- [Exercise instructions]:
Make an exact copy of the records, and keep the pictures out of it.

- [Saved entries]:
________________________________________

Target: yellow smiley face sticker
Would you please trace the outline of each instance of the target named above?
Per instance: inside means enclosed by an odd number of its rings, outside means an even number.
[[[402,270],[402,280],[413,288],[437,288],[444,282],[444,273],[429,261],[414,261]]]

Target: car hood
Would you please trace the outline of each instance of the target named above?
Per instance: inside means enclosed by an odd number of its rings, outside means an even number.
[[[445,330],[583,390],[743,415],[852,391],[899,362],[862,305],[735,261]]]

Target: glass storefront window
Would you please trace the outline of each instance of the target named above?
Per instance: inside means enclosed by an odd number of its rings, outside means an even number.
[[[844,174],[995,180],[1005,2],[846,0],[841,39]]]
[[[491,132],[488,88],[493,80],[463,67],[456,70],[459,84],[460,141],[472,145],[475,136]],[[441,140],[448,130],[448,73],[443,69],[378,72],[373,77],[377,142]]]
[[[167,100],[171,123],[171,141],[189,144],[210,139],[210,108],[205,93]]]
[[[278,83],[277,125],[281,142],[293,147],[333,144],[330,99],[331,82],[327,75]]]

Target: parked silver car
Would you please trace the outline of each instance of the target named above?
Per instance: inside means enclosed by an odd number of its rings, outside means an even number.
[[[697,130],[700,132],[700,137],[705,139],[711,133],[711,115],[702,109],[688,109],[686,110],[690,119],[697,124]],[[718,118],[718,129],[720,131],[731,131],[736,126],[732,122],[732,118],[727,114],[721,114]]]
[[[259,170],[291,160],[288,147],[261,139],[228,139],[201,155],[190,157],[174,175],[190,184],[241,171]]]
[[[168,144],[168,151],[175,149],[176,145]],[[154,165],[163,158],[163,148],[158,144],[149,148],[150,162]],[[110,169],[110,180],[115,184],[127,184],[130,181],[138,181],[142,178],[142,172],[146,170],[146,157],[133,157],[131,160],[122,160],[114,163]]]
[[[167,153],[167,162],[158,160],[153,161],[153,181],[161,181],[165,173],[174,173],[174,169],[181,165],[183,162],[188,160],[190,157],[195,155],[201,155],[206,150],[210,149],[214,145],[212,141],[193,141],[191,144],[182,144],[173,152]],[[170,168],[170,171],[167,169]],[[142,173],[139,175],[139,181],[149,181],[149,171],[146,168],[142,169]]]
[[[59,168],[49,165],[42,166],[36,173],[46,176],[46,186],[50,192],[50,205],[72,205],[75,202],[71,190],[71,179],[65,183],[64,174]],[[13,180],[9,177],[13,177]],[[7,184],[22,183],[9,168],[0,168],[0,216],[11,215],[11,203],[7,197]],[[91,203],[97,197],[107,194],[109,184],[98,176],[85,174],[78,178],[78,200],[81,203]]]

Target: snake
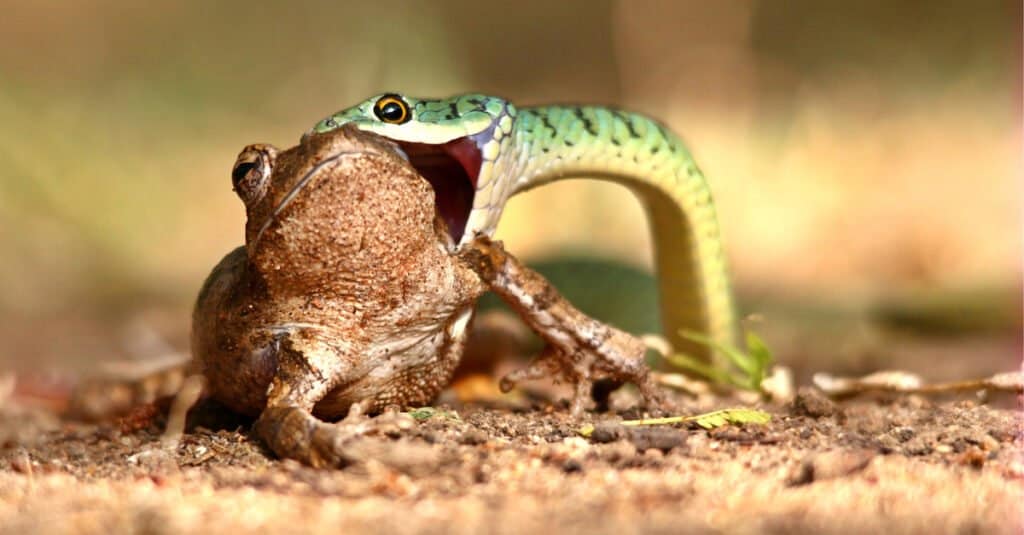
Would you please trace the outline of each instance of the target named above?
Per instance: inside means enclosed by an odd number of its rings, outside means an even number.
[[[673,351],[707,361],[716,346],[734,344],[736,310],[711,189],[682,140],[658,121],[602,106],[517,108],[481,94],[384,93],[331,114],[308,133],[344,125],[402,149],[434,187],[456,247],[490,237],[517,193],[562,179],[626,186],[648,217],[662,327]]]

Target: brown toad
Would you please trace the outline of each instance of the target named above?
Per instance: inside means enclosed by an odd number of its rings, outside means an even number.
[[[655,397],[636,338],[583,316],[486,237],[458,246],[443,203],[390,142],[342,128],[291,149],[250,145],[232,179],[246,245],[214,268],[193,315],[206,394],[259,415],[282,457],[343,462],[347,415],[429,403],[447,384],[473,305],[494,289],[549,343],[515,379],[636,382]]]

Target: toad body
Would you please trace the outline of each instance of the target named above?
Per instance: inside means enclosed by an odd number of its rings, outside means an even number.
[[[250,145],[232,182],[245,246],[200,291],[192,368],[208,396],[259,416],[256,432],[278,455],[339,464],[344,422],[325,420],[433,400],[489,289],[548,342],[503,388],[567,379],[575,414],[595,379],[656,397],[639,340],[581,314],[500,243],[457,247],[430,182],[391,142],[345,127],[287,150]]]

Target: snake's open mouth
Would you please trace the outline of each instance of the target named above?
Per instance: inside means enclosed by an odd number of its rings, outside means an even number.
[[[460,137],[447,143],[411,143],[400,141],[409,162],[434,188],[434,205],[448,226],[455,243],[462,239],[473,208],[481,155],[475,141]]]

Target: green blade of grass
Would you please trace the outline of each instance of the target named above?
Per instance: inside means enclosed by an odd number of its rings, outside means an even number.
[[[731,376],[725,370],[716,368],[710,364],[705,364],[689,355],[684,353],[676,353],[674,355],[662,356],[666,362],[683,370],[696,373],[704,377],[705,379],[719,383],[733,386],[745,387],[746,385],[742,381],[738,381],[735,377]]]
[[[767,375],[768,367],[774,362],[775,356],[772,355],[771,349],[768,349],[768,345],[764,343],[764,340],[754,331],[747,331],[747,352],[756,365],[755,373],[751,374],[752,384],[760,389],[761,381]]]
[[[716,340],[712,340],[710,337],[703,333],[691,331],[688,329],[681,329],[679,331],[679,334],[682,335],[684,338],[697,342],[698,344],[704,344],[708,347],[711,347],[721,352],[722,354],[729,358],[729,361],[732,362],[733,365],[742,370],[743,373],[745,373],[748,376],[753,374],[756,369],[756,365],[753,362],[751,362],[752,359],[747,355],[743,354],[743,352],[736,347],[723,344]]]

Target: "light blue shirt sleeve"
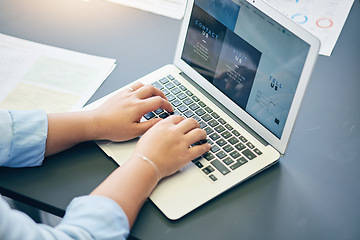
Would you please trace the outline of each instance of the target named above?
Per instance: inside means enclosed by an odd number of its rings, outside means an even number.
[[[47,114],[43,110],[0,110],[0,166],[41,165],[47,130]]]
[[[0,166],[41,165],[47,129],[47,114],[42,110],[0,110]],[[122,208],[102,196],[75,198],[55,228],[35,223],[0,197],[1,240],[126,239],[129,229]]]
[[[2,240],[122,240],[129,235],[124,211],[102,196],[75,198],[55,228],[37,224],[26,214],[13,210],[0,198],[0,239]]]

________________________________________

- [Exercise output]:
Target: yellow smiley face sticker
Would you please trace the outline of each instance of the target named above?
Per instance: inside means enclosed by an odd number of its rings, outside means an even number.
[[[402,270],[402,280],[413,288],[437,288],[444,282],[444,273],[429,261],[414,261]]]

Target: car hood
Would you please trace the outline of each instance of the target named above?
Per instance: inside means enclosed by an odd number of its rings, outside means an even number.
[[[445,330],[583,390],[743,415],[852,391],[899,362],[862,305],[735,261]]]

Target: glass storefront window
Would you please trace the outline of each instance of the target named above?
Per instance: inside means enclosed by an odd number of its rings, outside means an even number.
[[[844,174],[995,180],[1005,2],[846,0],[841,39]]]
[[[491,132],[488,88],[493,80],[463,67],[456,70],[459,84],[460,141],[472,145],[475,136]],[[441,140],[448,130],[448,73],[443,69],[378,72],[373,77],[377,142]]]
[[[167,100],[171,123],[171,141],[189,144],[210,139],[210,108],[205,93]]]
[[[278,83],[277,125],[281,142],[293,147],[333,144],[330,99],[331,82],[327,75]]]

Target: parked silver car
Would you please trace the outline of each instance of the target named above?
Per instance: inside means enclosed by an odd number of its rings, outside means an even number.
[[[697,130],[700,132],[700,137],[705,139],[711,133],[711,115],[702,109],[688,109],[686,110],[690,119],[697,124]],[[718,118],[718,129],[720,131],[731,131],[736,126],[732,122],[732,118],[727,114],[721,114]]]
[[[259,170],[291,160],[288,147],[261,139],[228,139],[201,155],[190,157],[174,175],[190,184],[241,171]]]
[[[168,144],[168,151],[175,149],[176,145]],[[154,165],[163,158],[163,148],[158,144],[149,148],[150,162]],[[110,169],[110,180],[115,184],[127,184],[130,181],[138,181],[142,178],[142,172],[146,170],[146,157],[133,157],[131,160],[122,160],[114,163]]]
[[[167,153],[167,162],[158,160],[153,161],[153,181],[161,181],[165,173],[174,173],[174,169],[181,165],[183,162],[188,160],[190,157],[195,155],[201,155],[206,150],[210,149],[214,145],[212,141],[193,141],[191,144],[182,144],[173,152]],[[170,168],[170,171],[167,169]],[[142,173],[139,175],[139,181],[149,181],[149,171],[146,168],[142,169]]]
[[[59,168],[49,165],[42,166],[36,173],[46,176],[46,186],[50,192],[50,205],[72,205],[75,202],[71,190],[71,179],[65,183],[64,174]],[[13,180],[9,177],[13,177]],[[7,184],[22,183],[9,168],[0,168],[0,216],[11,215],[11,203],[7,197]],[[91,203],[97,197],[107,194],[109,184],[98,176],[85,174],[78,178],[78,200],[81,203]]]

Target: snake
Would you please trace the outline of each instance of the target named above?
Per instance: inside means enclosed by an odd number of its rings, outside means an even number.
[[[673,351],[707,361],[716,346],[734,344],[736,310],[711,189],[682,140],[658,121],[602,106],[517,108],[481,94],[384,93],[331,114],[308,133],[344,125],[402,149],[434,187],[456,247],[490,237],[517,193],[562,179],[626,186],[648,217],[662,327]]]

Target: brown toad
Would you please trace the outline of each instance of the target named above?
Per instance: inside means enclosed by an odd number of its rings, outside means an even number.
[[[655,397],[636,338],[583,316],[486,237],[458,246],[443,203],[390,142],[342,128],[291,149],[250,145],[232,179],[246,245],[214,268],[193,315],[206,394],[259,415],[282,457],[343,462],[347,415],[429,403],[447,384],[473,305],[494,289],[549,343],[515,379],[636,382]]]

Target: toad body
Would you please trace the outline of each instance of the target named above?
Per instance: inside means enclosed by an odd number of its rings, outside means an even number.
[[[250,145],[232,182],[245,246],[200,291],[192,368],[208,396],[259,416],[256,432],[278,455],[339,464],[344,422],[325,420],[433,400],[489,289],[548,342],[503,388],[567,379],[575,414],[595,379],[656,397],[639,340],[581,314],[500,243],[457,247],[430,182],[391,142],[345,127],[287,150]]]

Target: snake's open mouth
Would you please trace the outline of each instance of the target named above?
Per instance: inside means enclosed by an odd number of its rings, outside means an even number.
[[[460,137],[447,143],[411,143],[400,141],[409,162],[434,188],[434,205],[448,226],[455,243],[462,239],[473,208],[481,155],[475,141]]]

Target: green blade of grass
Would you please trace the outline of each instance of the target named above?
Per instance: inside means enclosed by an odd number of its rings, outside means an even number.
[[[731,376],[725,370],[716,368],[710,364],[705,364],[689,355],[684,353],[676,353],[674,355],[662,356],[666,362],[683,370],[696,373],[704,377],[705,379],[719,383],[733,386],[745,387],[746,385],[742,381],[738,381],[735,377]]]
[[[767,375],[768,367],[774,362],[775,356],[772,355],[771,349],[768,349],[768,345],[764,343],[764,340],[754,331],[747,331],[747,352],[756,365],[755,373],[751,374],[752,384],[760,389],[761,381]]]
[[[716,340],[712,340],[710,337],[703,333],[691,331],[688,329],[681,329],[679,331],[679,334],[682,335],[684,338],[697,342],[698,344],[704,344],[708,347],[711,347],[721,352],[722,354],[729,358],[729,361],[732,362],[733,365],[742,370],[743,373],[745,373],[748,376],[753,374],[756,369],[756,365],[753,362],[751,362],[752,359],[747,355],[743,354],[743,352],[736,347],[723,344]]]

Target: "light blue shirt sleeve"
Would you please trace the outline of each instance of the target named above?
Per instance: inside means enclosed by an odd number of its rings, outside means an even number.
[[[47,114],[43,110],[0,110],[0,166],[41,165],[47,130]]]
[[[0,166],[41,165],[47,129],[47,114],[42,110],[0,110]],[[122,208],[102,196],[75,198],[55,228],[35,223],[0,197],[1,240],[126,239],[129,229]]]
[[[2,240],[122,240],[129,235],[124,211],[102,196],[75,198],[55,228],[37,224],[26,214],[13,210],[0,198],[0,239]]]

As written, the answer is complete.